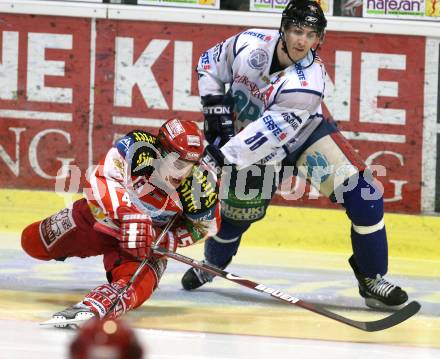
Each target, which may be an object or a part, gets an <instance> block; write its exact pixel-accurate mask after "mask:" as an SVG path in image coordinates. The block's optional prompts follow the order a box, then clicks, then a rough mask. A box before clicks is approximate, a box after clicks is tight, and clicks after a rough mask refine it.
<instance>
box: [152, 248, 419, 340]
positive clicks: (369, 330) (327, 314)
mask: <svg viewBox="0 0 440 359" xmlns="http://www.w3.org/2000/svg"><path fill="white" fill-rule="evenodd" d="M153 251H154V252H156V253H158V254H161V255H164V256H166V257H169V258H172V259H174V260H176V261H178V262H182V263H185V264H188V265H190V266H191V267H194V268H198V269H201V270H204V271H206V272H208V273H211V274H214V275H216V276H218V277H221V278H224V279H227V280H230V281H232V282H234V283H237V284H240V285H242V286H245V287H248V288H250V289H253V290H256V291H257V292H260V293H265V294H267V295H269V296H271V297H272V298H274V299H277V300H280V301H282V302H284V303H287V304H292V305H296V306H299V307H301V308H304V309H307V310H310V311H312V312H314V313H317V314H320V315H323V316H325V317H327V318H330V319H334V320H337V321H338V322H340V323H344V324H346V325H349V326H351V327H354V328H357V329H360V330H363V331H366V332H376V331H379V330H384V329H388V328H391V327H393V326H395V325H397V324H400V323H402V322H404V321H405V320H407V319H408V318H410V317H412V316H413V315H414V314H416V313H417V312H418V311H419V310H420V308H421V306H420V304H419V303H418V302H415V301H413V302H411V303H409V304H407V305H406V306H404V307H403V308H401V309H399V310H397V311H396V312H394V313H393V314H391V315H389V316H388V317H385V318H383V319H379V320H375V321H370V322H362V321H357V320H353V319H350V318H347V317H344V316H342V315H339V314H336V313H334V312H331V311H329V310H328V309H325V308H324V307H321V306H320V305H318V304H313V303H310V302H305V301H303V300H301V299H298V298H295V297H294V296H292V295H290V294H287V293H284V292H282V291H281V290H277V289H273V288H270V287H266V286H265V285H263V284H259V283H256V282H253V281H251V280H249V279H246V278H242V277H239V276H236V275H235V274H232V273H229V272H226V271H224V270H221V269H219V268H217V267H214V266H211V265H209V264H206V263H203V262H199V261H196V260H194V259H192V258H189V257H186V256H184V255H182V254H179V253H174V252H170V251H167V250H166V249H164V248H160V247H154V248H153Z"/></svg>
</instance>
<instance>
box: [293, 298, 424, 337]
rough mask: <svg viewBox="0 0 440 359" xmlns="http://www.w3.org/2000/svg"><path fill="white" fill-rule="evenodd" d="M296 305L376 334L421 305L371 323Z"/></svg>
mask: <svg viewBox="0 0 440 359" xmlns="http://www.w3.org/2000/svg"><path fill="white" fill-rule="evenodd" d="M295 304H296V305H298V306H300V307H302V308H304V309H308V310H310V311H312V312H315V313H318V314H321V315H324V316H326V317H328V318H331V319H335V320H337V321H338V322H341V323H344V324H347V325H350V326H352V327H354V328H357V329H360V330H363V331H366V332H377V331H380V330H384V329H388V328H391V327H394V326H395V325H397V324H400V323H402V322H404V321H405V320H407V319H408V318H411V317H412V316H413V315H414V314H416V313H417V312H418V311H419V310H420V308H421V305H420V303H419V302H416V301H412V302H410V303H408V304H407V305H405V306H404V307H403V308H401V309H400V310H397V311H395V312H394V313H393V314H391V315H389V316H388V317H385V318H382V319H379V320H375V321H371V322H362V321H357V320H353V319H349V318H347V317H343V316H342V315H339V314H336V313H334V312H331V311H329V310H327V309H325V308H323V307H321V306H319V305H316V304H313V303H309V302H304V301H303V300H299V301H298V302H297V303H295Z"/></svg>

===

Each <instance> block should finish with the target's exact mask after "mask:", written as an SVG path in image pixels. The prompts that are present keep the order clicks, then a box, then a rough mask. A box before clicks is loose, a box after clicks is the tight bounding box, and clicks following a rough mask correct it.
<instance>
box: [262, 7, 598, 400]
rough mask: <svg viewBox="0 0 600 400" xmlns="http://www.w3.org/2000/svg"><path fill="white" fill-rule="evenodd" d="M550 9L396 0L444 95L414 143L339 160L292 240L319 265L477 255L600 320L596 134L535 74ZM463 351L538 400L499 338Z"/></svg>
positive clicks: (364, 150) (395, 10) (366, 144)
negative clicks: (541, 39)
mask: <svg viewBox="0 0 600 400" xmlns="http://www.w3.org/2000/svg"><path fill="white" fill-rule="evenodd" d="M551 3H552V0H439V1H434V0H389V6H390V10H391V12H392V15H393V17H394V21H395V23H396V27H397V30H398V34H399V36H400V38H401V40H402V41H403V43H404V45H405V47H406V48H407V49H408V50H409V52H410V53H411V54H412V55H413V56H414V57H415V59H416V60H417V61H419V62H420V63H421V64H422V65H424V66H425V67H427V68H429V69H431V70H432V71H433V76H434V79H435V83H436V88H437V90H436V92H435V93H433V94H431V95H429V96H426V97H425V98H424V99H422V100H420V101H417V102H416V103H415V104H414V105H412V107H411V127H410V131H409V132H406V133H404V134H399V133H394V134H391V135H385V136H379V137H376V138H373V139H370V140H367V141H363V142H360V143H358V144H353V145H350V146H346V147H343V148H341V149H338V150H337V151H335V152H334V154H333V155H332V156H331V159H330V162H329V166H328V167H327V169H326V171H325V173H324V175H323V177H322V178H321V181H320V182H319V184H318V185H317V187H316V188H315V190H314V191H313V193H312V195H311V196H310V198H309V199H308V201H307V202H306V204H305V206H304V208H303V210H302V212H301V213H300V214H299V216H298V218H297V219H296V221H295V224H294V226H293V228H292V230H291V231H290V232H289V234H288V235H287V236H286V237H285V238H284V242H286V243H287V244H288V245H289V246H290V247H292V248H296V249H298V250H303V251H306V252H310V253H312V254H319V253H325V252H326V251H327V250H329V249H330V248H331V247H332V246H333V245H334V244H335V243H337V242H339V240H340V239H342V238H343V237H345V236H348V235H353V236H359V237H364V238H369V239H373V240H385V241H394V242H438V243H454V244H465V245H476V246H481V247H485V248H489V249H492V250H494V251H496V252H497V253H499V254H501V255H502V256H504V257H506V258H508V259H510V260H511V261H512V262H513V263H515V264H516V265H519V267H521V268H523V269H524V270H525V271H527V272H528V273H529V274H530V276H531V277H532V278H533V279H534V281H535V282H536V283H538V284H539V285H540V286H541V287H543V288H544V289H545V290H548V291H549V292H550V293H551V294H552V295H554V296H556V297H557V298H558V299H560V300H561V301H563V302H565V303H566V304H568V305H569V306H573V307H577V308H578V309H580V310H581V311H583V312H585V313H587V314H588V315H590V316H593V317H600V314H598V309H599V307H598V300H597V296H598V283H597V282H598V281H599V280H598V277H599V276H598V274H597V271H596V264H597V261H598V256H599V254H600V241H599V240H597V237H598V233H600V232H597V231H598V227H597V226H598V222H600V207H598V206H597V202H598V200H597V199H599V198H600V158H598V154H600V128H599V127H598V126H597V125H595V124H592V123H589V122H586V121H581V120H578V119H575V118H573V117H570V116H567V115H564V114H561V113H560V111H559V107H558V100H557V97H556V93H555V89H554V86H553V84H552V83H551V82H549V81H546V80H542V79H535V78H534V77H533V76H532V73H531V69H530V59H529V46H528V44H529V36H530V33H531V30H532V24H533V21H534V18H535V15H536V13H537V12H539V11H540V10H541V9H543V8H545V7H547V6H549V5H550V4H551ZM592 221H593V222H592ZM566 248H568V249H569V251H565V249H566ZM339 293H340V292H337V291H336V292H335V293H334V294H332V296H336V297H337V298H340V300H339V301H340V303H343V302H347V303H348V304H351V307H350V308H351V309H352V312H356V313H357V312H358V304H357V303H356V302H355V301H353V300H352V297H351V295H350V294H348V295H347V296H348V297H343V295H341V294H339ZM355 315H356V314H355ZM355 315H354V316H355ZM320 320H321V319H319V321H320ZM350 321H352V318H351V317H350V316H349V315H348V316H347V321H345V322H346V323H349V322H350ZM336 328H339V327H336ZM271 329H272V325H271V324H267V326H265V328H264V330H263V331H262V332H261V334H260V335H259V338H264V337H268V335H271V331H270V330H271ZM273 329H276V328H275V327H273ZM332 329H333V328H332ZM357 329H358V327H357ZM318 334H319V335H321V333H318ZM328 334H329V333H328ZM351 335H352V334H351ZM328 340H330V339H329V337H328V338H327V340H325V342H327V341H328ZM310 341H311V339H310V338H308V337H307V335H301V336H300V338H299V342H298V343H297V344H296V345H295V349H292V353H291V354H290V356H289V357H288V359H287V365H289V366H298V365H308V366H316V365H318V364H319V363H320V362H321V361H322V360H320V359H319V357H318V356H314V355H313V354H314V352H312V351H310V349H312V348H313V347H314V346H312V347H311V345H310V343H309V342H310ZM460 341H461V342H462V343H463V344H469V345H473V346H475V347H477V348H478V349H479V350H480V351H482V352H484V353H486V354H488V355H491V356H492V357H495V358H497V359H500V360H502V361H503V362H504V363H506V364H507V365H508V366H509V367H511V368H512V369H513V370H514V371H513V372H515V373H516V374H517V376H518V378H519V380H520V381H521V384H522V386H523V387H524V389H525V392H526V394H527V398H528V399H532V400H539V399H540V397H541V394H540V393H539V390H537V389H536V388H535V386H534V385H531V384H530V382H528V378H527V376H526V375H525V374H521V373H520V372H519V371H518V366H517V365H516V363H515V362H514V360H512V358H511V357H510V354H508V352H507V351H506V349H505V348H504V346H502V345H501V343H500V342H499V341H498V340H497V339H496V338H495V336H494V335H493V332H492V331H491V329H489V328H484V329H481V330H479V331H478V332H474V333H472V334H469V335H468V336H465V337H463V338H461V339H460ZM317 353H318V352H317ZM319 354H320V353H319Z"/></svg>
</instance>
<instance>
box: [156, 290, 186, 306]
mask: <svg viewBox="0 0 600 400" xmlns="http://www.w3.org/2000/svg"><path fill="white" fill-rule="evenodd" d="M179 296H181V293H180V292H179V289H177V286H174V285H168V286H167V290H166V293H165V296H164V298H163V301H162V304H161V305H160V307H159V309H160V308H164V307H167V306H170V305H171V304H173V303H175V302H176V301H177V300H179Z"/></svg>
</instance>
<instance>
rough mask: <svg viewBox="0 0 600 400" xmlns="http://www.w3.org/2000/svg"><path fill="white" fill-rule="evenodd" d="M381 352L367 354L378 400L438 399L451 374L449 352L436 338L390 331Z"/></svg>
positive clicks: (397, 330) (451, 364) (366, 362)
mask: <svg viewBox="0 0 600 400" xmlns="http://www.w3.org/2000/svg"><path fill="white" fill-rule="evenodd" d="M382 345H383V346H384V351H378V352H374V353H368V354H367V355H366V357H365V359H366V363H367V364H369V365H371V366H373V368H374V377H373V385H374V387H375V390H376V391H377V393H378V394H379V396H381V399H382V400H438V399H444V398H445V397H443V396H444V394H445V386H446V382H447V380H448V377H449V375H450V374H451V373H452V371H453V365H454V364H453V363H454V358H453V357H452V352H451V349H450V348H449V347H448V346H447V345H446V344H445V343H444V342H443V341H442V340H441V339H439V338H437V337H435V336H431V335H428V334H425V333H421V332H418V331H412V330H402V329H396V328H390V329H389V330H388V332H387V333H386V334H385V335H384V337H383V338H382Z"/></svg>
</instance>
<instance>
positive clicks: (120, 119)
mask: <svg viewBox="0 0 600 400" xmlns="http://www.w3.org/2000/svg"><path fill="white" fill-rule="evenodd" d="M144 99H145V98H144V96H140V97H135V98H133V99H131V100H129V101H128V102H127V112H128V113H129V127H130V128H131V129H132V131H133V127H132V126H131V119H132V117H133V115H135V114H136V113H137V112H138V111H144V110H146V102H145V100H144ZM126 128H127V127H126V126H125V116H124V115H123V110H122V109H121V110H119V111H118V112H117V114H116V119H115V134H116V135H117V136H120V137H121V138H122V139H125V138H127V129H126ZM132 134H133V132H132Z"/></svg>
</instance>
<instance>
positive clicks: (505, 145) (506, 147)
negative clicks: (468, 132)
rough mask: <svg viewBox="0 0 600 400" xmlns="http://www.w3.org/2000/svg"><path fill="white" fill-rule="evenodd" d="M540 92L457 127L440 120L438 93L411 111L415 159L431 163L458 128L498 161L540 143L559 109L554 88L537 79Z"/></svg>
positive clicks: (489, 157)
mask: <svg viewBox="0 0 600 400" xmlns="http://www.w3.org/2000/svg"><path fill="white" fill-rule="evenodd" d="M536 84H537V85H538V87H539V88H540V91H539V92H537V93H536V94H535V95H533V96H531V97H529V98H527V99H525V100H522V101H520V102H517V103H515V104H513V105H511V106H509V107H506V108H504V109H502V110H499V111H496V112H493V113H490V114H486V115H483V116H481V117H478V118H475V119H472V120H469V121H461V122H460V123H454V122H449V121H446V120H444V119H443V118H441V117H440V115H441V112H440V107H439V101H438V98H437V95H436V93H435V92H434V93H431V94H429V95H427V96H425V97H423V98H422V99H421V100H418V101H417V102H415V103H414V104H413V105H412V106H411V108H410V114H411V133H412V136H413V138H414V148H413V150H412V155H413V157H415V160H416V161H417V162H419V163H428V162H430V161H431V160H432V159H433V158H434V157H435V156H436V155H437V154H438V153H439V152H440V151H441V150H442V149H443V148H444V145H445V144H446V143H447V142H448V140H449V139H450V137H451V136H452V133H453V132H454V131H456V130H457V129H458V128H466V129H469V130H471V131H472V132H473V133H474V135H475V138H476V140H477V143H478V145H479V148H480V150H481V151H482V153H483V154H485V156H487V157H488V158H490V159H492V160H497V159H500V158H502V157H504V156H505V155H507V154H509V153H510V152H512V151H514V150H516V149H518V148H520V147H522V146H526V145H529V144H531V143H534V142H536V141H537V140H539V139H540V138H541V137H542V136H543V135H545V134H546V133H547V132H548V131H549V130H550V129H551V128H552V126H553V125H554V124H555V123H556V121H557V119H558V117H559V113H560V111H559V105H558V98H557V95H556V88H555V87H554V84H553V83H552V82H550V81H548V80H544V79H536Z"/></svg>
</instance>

===

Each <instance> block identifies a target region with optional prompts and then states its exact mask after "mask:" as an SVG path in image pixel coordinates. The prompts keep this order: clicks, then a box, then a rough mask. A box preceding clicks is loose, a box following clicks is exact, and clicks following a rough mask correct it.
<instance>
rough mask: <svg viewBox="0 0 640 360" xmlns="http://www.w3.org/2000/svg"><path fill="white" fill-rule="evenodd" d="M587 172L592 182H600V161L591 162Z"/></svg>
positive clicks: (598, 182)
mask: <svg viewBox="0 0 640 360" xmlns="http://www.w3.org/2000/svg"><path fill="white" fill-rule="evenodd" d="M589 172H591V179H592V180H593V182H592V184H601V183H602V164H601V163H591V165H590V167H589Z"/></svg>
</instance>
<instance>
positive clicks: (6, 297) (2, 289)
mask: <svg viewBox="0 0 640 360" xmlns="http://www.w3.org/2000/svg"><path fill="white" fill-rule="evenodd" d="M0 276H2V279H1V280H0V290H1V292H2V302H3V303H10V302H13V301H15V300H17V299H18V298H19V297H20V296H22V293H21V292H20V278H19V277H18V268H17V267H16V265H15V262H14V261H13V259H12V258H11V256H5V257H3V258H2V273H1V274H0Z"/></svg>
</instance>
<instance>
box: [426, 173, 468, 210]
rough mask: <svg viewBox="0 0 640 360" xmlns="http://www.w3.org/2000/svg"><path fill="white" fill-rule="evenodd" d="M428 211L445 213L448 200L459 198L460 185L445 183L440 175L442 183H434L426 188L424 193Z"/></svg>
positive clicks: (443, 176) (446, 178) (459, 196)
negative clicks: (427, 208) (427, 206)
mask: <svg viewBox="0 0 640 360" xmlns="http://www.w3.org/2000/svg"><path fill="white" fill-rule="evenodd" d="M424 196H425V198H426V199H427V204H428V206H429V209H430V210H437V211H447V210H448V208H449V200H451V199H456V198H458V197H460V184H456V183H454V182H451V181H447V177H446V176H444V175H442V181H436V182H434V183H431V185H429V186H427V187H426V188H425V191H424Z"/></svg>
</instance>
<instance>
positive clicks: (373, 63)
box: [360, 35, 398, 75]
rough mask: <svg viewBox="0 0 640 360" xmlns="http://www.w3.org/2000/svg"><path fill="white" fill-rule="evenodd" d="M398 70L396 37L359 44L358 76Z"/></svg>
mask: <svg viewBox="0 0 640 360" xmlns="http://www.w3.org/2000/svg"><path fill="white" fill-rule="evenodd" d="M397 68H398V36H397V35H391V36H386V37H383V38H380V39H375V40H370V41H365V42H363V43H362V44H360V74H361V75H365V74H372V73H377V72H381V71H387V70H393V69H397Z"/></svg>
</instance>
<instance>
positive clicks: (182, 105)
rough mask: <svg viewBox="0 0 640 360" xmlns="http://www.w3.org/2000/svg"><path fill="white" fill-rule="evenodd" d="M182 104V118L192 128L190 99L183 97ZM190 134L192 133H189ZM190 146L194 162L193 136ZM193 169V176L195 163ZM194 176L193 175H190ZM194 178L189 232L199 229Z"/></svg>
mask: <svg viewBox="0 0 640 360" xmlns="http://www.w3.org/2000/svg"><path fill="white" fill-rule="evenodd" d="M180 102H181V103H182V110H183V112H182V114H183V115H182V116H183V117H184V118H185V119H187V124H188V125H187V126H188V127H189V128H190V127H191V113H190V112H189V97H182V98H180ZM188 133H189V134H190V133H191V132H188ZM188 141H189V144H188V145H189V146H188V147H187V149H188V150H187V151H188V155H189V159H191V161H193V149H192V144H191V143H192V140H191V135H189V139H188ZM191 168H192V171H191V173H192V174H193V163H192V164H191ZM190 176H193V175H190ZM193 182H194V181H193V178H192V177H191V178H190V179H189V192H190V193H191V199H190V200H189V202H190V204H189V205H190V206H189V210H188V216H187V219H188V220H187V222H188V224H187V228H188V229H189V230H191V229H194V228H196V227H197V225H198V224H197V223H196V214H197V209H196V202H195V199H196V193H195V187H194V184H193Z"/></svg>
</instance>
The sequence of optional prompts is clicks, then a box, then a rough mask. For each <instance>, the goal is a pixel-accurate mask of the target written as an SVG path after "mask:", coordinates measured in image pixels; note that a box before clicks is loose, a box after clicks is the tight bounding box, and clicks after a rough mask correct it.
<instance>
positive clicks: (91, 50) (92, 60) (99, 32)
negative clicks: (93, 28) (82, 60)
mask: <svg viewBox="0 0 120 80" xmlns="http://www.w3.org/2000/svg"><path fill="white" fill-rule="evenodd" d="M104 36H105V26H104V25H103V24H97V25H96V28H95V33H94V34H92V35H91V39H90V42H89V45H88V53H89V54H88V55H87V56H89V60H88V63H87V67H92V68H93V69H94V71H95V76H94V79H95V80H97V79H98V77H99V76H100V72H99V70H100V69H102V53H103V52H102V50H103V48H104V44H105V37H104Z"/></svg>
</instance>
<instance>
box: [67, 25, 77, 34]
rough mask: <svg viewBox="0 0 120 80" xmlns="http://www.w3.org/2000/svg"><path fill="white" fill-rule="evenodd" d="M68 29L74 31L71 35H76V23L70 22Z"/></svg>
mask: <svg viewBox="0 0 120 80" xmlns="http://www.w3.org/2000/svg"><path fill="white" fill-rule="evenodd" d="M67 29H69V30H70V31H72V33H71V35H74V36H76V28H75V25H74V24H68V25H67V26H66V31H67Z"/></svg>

===

# What you need to do
After locating the line with "positive clicks: (598, 182)" in the material above, return it and each line after it exactly, ending at the line with "positive clicks: (443, 176)".

# Task response
positive clicks: (598, 182)
mask: <svg viewBox="0 0 640 360" xmlns="http://www.w3.org/2000/svg"><path fill="white" fill-rule="evenodd" d="M589 172H591V179H592V180H593V182H592V184H601V183H602V164H601V163H591V165H590V167H589Z"/></svg>
</instance>
<instance>
positive clicks: (6, 297) (2, 289)
mask: <svg viewBox="0 0 640 360" xmlns="http://www.w3.org/2000/svg"><path fill="white" fill-rule="evenodd" d="M0 276H2V279H1V280H0V290H1V292H2V302H3V303H10V302H13V301H15V300H17V299H18V298H19V297H20V296H22V293H21V292H20V278H19V277H18V268H17V267H16V265H15V262H14V261H13V259H12V258H11V256H5V257H3V258H2V273H1V274H0Z"/></svg>
</instance>
<instance>
box: [426, 173, 468, 210]
rough mask: <svg viewBox="0 0 640 360" xmlns="http://www.w3.org/2000/svg"><path fill="white" fill-rule="evenodd" d="M428 211L445 213L448 200L459 198L460 185L445 183L440 175L442 183H434L426 188L424 193Z"/></svg>
positive clicks: (443, 176) (446, 178) (459, 196)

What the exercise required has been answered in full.